++++ Extracted text

Grasmoor north east ridge.

After crossing Coledale Hause my mind had been made up to make an ascent on Grasmoor via the north east ridge which can be found after a short haul from the Hause just above a series of waterfalls.

I had soon crossed the beck which was in full spate, the sound from the waterfalls growing distant as I made my ascent, down below I heard a loud dog whistle then the sound of a dogs name which I couldn’t make out, all I knew was it seemed the dog had ran off, I remember thinking I hope it had returned to its owners after recent Lakeland events.

The climb was superb offering short zig zags over steep ground before arriving at the vast summit shoulder of Grasmoor, it was here I had momentary views back over Gasgale Gill, Whiteside & even Grasmoor’s Dove Crag arête.


Following the ridge towards Grasmoor summit.

I followed the line of the ridge yet although my views were hampered by the cloud it was still nice to hug the rim of the ridge whilst trying not to be blown over it. After more height gained I couldn’t follow the rim any longer & made straight for the summit itself where it seems…


The cloud was about to clear.


Grasmoor summit shelter.

I arrived shortly after this chap seen in the photo who oddly enough made a point of walking around the summit shelter before heading back the way he came, as we crossed paths we passed on our good mornings.

The summit shelter was occupied by a couple eating lunch, maybe this was the reason the guy did full circle I don’t know…

The summit shelter is made up into two smaller shelters so I took residence & sat out of the wind for a while before spotting a break in the cloud & taking this next photo.


Here, over looking Crummock Water seen with Mellbreak, Starling Dodd & Great Borne in the distance, in the left of the photo is Red Pike (Buttermere) who’s summit is under cloud, meanwhile down below is Rannerdale Knotts.


‘Your the first person who hasn’t ignored me’

I seemed to dip back in the cloud during my descent from Grasmoor summit, I was heading for the crossroads linking Grasmoor, Eel Crag with Wandope.

++++++++
++++ Data shown

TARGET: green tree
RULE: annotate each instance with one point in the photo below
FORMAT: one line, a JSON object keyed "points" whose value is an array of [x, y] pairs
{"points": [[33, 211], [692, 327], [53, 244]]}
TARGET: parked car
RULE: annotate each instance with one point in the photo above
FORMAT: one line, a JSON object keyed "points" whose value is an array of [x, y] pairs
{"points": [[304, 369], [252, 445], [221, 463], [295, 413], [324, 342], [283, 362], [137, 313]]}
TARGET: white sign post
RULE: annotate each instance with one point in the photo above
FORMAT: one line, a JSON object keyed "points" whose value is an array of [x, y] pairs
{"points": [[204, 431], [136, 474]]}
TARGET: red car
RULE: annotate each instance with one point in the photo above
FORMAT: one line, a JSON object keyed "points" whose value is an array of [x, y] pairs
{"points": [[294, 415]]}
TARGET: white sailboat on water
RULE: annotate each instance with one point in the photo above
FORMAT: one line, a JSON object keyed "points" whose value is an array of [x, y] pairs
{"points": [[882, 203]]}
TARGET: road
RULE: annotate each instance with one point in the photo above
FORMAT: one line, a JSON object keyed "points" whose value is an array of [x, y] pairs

++++++++

Problems to solve:
• 1. Count the lines of the entries that contain the string "TARGET", treating uppercase and lowercase as different. Give only the number.
• 2. Continue the Grasmoor walk account from the point where it stops.

Task-by-task results:
• 1. 6

• 2.
It was here I would pass more groups of people all heading for the summit, some of whom didn’t even lift there heads to acknowledge me, I’m pretty thick skinned when it comes to stuff like that & these days I try not to let it bother me.

I soon passed this fellow with a fleeting ‘morning’ who replied with ‘your the first person who hasn’t ignored me!’ I wasn’t that surprised & told him of my own encounters.

All that was quickly forgotten as I studied the gent during conversation, it was obvious we shared a passion for fell walking & walking in all weathers, I later found out that his name was Roger & he owned Foulsyke Cottage which is found directly below Low Fell.

We spoke about our routes & as it turned out Roger had set off from Hopebeck too, only to use the path all the way around to Whin Ben & Whiteside, considering he was well into retirement age his route was arduous & I only had admiration for him, ‘ you’ve got to while you still can’ Roger went on to say, one day you wont be able too & that’s when you’ll have the regrets.

No truer word I thought…

What’s your route back Roger asked? I told him I would descend Grasmoor before making my way back over Sand Hill & Hopegill Head, then onto Whiteside I explained. Roger then held out his hand while at the same time cupping my elbow.

Roger smiled & replied, stay safe Paul, it’s slippery.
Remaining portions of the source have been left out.